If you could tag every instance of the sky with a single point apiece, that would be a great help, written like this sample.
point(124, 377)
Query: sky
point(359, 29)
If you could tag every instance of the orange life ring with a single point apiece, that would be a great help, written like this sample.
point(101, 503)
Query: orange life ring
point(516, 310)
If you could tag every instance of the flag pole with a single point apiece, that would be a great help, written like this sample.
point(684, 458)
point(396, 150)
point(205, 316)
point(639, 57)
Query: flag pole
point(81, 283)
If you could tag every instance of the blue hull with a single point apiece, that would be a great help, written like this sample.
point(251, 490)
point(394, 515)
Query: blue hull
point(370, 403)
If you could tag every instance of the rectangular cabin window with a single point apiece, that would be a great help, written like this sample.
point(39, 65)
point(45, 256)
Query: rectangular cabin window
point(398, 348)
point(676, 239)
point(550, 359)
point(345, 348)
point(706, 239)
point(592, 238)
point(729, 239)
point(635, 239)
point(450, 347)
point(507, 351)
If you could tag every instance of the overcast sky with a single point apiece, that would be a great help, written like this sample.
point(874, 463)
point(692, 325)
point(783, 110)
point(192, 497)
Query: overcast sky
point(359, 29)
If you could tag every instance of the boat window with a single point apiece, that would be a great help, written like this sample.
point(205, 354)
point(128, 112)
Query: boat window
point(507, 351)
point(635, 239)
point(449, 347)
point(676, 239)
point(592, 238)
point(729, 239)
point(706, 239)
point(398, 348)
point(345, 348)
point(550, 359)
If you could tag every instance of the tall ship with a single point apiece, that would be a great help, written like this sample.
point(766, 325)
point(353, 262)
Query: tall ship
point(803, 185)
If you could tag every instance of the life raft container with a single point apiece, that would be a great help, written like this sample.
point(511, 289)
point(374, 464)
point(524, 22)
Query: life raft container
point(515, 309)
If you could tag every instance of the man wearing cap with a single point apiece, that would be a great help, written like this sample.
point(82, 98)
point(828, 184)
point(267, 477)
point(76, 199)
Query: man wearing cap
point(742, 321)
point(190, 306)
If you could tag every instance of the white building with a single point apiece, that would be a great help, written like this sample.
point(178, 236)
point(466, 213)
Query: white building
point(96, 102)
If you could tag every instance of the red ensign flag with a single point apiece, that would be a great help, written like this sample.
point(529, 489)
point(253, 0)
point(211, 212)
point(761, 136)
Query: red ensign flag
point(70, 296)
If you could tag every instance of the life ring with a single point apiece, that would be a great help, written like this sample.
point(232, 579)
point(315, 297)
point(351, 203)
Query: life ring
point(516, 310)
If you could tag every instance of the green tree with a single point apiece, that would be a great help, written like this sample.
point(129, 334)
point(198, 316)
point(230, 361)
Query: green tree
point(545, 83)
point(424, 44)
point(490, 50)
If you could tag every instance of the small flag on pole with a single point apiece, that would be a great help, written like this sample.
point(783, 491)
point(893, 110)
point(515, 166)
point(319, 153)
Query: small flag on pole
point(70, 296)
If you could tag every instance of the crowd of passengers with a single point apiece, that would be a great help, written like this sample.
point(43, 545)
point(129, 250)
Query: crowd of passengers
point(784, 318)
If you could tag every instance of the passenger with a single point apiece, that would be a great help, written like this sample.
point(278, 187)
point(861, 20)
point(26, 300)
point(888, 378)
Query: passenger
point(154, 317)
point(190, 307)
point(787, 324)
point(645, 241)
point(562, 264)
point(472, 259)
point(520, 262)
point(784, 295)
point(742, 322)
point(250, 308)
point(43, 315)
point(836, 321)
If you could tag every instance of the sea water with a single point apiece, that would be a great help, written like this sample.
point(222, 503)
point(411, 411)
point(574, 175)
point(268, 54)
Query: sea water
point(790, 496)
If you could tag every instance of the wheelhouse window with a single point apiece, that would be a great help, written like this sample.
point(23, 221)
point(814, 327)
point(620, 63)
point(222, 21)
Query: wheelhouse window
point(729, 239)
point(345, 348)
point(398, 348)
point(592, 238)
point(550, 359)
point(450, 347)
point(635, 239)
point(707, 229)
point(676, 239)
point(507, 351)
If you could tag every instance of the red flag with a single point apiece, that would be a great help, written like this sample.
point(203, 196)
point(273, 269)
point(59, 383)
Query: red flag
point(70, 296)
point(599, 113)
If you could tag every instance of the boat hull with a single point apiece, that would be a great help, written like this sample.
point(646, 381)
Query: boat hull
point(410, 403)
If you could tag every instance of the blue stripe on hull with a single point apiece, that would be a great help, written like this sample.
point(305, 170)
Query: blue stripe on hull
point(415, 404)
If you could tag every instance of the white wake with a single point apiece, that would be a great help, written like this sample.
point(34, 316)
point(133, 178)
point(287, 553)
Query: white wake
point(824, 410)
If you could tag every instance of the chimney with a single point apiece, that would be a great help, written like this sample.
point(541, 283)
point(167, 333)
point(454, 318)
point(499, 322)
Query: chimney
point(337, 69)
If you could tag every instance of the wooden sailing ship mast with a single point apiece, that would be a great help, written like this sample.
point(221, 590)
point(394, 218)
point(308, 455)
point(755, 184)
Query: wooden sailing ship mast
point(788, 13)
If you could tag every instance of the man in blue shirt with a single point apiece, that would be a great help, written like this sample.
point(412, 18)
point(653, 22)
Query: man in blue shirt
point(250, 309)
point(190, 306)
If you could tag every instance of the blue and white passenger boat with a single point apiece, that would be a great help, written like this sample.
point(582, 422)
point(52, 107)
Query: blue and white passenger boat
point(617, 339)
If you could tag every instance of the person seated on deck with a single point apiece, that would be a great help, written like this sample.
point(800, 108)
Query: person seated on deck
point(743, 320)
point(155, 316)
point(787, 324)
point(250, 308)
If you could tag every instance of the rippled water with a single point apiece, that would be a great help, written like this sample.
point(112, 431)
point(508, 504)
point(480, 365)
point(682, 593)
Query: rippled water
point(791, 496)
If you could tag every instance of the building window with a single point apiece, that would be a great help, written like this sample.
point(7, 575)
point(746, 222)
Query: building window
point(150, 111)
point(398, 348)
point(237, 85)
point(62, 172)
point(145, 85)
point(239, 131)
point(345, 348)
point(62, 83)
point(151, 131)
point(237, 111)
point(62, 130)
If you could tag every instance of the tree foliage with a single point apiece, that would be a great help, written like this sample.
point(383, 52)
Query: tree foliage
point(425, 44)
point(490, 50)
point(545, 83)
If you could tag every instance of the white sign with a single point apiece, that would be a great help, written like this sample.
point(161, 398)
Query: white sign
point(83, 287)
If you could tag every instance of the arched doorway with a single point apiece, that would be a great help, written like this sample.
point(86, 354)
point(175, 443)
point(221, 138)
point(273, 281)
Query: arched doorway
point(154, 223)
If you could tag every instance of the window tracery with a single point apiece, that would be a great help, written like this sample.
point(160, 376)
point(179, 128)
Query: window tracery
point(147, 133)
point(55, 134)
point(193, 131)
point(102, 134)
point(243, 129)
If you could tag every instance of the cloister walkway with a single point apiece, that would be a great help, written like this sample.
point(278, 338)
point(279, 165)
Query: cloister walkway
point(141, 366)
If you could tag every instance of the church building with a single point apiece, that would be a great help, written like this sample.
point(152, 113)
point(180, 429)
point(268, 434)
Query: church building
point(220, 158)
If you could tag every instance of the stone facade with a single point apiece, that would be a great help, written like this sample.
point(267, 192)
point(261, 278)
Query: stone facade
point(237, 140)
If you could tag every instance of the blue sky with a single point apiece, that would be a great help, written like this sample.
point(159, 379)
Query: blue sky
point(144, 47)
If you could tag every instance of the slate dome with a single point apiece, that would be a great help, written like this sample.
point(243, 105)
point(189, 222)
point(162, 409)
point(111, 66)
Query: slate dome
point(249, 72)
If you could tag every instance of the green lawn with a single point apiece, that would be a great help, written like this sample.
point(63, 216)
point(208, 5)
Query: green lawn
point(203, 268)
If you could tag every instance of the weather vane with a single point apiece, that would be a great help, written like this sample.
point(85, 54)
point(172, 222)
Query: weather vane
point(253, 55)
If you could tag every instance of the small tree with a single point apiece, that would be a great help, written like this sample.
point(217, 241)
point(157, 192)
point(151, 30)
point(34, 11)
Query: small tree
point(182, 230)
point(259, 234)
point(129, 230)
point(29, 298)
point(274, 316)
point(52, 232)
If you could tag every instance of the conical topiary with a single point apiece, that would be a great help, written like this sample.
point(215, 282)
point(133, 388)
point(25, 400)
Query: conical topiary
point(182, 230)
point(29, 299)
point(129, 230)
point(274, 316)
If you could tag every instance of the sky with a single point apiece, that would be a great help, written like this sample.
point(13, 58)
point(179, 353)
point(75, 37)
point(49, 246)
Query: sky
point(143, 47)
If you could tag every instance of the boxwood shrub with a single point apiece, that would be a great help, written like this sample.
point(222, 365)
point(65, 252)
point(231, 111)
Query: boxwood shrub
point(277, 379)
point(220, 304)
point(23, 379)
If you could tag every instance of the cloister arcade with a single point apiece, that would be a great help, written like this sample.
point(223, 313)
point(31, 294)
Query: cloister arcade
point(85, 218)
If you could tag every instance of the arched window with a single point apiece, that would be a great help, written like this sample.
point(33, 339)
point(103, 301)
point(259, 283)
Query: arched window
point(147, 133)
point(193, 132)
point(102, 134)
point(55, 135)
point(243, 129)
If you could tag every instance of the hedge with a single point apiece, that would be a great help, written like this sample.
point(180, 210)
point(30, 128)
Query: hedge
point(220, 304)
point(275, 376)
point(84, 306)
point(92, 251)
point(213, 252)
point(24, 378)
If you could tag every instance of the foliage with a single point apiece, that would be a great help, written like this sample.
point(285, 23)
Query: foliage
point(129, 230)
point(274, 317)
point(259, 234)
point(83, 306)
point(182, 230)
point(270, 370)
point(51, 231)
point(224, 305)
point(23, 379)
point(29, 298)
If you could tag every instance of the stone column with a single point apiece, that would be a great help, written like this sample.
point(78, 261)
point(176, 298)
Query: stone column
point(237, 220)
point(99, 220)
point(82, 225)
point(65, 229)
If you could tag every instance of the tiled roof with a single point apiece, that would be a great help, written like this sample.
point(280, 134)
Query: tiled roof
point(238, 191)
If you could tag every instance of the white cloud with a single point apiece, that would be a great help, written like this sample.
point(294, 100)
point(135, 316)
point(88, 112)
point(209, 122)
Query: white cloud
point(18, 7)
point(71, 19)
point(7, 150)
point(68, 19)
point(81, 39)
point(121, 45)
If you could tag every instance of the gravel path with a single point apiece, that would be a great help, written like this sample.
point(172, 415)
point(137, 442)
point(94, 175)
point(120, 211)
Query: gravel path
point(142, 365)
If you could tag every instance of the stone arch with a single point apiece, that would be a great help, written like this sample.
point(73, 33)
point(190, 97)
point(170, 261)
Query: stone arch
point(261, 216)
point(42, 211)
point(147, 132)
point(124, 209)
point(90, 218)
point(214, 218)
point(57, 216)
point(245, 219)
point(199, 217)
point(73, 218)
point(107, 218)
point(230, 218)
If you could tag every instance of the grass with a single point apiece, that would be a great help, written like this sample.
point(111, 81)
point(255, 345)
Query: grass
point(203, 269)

########################################

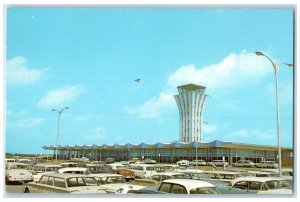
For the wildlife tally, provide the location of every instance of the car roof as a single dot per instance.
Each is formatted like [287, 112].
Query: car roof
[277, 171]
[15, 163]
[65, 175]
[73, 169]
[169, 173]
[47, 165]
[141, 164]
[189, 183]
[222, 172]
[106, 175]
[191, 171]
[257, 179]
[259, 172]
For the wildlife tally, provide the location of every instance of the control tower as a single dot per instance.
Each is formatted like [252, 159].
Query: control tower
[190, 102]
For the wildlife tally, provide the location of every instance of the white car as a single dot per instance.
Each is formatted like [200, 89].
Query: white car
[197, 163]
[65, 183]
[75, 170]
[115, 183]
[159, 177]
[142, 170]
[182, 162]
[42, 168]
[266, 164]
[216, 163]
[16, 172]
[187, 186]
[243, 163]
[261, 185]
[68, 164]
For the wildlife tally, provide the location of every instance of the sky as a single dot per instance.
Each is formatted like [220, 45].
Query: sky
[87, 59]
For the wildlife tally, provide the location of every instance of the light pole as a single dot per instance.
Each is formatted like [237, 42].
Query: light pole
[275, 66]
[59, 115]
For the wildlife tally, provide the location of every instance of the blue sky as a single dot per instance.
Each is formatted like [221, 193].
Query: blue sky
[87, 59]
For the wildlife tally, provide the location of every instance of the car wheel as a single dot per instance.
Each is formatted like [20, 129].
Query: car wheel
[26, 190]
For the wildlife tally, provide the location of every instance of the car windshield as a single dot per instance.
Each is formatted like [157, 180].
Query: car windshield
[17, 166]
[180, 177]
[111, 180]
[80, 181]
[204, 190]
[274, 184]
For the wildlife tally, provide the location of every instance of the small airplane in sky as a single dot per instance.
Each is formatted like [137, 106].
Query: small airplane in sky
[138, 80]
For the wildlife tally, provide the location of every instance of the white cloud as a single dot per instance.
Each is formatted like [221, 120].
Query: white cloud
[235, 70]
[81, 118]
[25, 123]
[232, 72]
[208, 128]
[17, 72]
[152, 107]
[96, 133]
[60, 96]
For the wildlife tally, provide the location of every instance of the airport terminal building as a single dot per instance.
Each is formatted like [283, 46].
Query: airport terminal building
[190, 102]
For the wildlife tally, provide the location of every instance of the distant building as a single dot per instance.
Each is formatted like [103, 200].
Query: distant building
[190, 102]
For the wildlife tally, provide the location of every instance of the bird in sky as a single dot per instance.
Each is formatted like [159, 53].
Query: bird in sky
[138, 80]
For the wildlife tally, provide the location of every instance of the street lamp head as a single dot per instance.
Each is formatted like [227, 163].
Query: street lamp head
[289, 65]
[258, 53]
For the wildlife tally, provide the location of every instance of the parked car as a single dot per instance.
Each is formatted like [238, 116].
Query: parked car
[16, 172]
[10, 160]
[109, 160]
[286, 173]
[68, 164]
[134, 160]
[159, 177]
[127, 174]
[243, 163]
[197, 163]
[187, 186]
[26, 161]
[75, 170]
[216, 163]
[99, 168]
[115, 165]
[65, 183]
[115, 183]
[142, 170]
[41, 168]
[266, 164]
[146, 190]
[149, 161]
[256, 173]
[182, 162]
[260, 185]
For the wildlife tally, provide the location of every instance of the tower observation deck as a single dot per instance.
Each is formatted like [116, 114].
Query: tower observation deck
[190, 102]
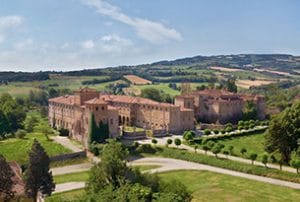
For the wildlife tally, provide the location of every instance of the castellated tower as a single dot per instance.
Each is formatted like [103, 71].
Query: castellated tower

########################################

TASK
From the records above, print exactly the lines that run from the line with "Query: arched window" to the line with "point(285, 23)", inclusive.

RESPONSE FOR THIS EXERCISE
Query: arched window
point(147, 133)
point(193, 132)
point(102, 134)
point(55, 135)
point(243, 129)
If you could tag every instance of the hedge with a single point apiece, that would be a great help, written like this sample.
point(180, 210)
point(30, 128)
Query: hedge
point(220, 304)
point(275, 376)
point(84, 306)
point(92, 251)
point(213, 252)
point(24, 378)
If you could tag every instance of the foliage with a single point apiece, that would be a great help, written like this sample.
point(285, 23)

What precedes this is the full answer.